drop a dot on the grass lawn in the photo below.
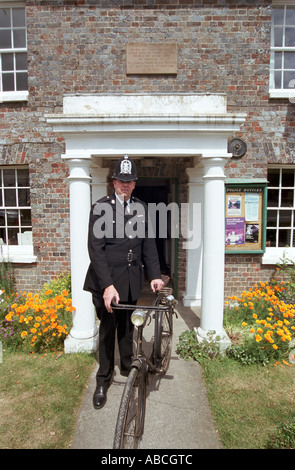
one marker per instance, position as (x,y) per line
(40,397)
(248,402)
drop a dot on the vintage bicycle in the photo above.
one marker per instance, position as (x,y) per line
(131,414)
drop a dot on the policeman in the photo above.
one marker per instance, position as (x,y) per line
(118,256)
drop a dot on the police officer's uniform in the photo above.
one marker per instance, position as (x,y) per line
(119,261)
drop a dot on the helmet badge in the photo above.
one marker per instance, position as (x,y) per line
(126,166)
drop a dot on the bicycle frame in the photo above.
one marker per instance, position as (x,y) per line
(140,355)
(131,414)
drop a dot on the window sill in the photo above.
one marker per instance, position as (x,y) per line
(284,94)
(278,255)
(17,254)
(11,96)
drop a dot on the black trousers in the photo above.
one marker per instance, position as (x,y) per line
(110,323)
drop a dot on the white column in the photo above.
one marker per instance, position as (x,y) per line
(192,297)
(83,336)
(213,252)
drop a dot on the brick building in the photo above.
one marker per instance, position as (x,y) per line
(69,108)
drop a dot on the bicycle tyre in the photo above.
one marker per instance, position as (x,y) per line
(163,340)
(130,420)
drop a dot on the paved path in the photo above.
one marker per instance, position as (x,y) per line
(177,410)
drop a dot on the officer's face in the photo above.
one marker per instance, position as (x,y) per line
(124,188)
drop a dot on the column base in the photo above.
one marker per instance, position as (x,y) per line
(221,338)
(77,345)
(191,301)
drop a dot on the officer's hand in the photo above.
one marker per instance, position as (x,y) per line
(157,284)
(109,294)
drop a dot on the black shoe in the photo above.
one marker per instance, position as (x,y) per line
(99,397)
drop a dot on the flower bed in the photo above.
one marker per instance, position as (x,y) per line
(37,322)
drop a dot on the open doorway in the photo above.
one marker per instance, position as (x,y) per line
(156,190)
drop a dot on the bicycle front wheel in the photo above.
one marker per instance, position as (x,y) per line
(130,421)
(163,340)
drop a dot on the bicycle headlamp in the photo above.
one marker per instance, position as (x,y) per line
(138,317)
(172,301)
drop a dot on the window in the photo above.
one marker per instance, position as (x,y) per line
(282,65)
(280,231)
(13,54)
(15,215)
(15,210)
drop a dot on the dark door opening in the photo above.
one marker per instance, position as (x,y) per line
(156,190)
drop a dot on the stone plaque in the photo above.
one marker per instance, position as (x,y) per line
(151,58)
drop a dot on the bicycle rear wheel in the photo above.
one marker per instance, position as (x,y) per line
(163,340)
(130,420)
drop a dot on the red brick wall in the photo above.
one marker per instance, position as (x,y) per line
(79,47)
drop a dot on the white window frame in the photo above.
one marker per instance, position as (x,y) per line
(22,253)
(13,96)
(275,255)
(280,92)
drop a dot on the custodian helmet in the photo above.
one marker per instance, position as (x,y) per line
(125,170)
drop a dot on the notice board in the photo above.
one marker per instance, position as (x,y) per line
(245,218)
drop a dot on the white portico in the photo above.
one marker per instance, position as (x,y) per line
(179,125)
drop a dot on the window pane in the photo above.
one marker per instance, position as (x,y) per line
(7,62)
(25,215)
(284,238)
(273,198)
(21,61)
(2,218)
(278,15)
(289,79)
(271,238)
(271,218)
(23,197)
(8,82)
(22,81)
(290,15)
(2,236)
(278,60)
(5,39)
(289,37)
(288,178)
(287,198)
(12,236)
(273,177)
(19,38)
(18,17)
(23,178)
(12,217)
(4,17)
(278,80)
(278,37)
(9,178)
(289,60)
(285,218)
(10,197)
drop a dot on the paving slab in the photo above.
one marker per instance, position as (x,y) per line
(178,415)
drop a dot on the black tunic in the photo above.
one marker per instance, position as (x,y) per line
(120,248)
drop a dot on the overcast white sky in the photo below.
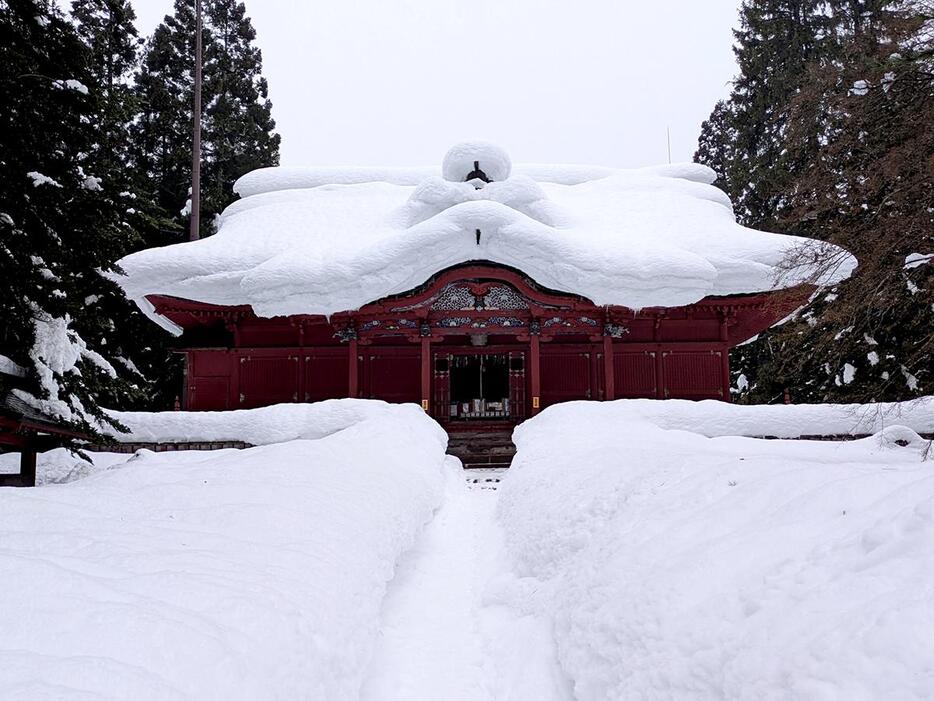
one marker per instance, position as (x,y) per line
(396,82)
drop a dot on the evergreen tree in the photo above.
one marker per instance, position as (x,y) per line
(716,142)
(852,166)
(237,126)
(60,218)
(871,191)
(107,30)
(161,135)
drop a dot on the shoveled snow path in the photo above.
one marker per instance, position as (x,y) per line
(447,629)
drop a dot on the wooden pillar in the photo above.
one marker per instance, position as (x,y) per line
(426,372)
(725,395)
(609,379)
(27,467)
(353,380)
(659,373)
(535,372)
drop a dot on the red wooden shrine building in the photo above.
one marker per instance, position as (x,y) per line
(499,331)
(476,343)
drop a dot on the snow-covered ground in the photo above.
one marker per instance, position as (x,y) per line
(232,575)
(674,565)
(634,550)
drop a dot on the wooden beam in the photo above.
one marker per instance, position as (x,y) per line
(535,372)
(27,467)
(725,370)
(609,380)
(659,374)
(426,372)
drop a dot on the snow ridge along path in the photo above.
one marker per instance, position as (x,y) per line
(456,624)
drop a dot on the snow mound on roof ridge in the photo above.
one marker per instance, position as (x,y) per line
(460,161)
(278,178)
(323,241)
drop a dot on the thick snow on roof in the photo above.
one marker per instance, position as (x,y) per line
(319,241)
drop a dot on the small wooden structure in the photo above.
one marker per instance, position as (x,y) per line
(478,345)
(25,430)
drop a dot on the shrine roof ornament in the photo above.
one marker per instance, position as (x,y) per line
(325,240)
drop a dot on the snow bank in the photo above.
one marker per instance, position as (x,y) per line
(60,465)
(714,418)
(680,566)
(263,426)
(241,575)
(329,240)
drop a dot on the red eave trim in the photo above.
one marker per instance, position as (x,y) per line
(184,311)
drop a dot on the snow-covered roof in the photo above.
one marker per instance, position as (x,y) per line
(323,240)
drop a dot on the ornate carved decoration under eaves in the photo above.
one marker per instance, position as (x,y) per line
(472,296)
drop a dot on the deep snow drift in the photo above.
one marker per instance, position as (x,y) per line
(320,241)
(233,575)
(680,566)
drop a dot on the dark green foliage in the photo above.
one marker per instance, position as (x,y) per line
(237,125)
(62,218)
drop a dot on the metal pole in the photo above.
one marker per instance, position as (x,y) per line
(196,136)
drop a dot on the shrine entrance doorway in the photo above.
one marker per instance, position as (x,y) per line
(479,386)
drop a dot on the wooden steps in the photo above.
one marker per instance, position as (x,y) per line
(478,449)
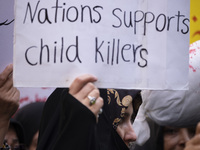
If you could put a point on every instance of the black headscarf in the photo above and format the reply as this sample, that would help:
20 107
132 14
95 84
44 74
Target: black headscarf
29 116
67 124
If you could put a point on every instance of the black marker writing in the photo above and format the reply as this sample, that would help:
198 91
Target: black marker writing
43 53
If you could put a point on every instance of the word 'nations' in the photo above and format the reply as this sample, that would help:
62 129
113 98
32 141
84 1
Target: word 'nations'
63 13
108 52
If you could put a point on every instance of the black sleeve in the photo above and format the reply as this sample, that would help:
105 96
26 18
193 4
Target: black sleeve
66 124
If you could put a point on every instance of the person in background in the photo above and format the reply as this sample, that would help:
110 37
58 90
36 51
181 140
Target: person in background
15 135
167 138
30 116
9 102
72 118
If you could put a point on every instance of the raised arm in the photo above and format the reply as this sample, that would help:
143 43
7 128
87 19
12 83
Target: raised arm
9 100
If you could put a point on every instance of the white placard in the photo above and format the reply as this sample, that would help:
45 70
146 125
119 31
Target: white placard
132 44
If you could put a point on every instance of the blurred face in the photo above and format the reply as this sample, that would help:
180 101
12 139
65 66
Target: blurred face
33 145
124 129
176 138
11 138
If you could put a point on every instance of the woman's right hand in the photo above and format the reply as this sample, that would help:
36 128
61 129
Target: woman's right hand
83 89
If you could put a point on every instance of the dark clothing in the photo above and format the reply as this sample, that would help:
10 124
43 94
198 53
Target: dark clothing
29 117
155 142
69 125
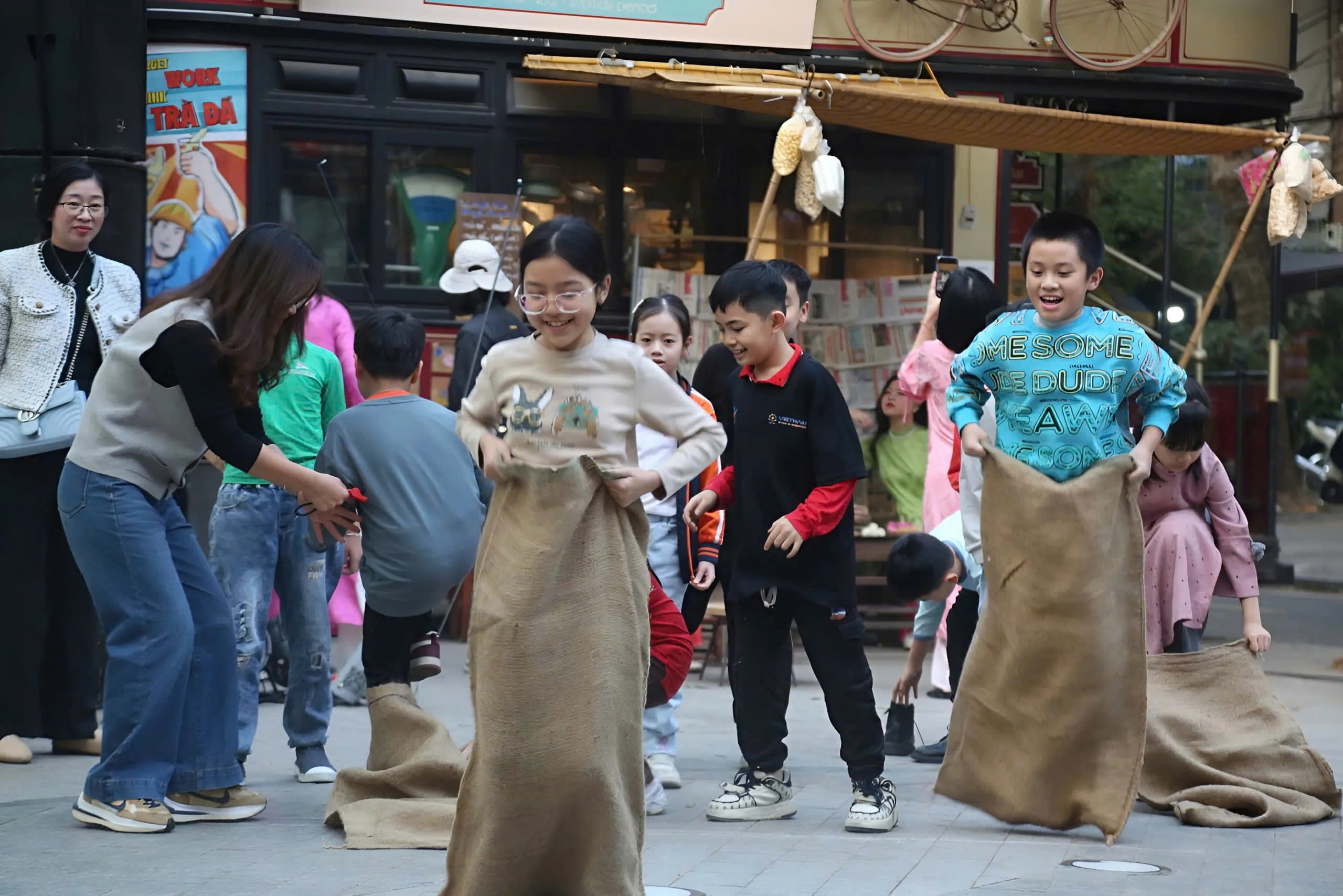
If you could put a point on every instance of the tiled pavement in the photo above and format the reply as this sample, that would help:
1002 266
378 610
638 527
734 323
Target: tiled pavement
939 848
========
- GOAL
Exactly the lines from the one with "of the white" through the end of the records should be written out, and only those. Pictures do not belong in the copy.

- EXERCISE SOLUTION
If you could put a point on every instance of the white placard in the photo above and format the reply as this sample, that would help:
45 70
146 125
119 31
Target: white placard
132 44
If you could put a point on every instance of the blurred face in the photo above and format the reply as this sample, that would help:
180 101
12 139
65 66
Target: blurred face
33 145
124 129
176 138
11 138
If you could put a point on every instance of the woman's right hand in the photo above and format the reply as this sample, that would help:
36 128
61 129
Target: woman's right hand
83 89
If you could put a point on every instance of the dark clothing in the photo above and format the reply as this sample, that would help:
10 124
43 94
198 53
Target: dark clothing
29 117
155 142
69 125
If you could put a point on every instance of the tiled pavement in the photo above and format the reply as this sample, that would help:
1002 266
378 610
638 527
734 323
Target: tiled pavement
939 848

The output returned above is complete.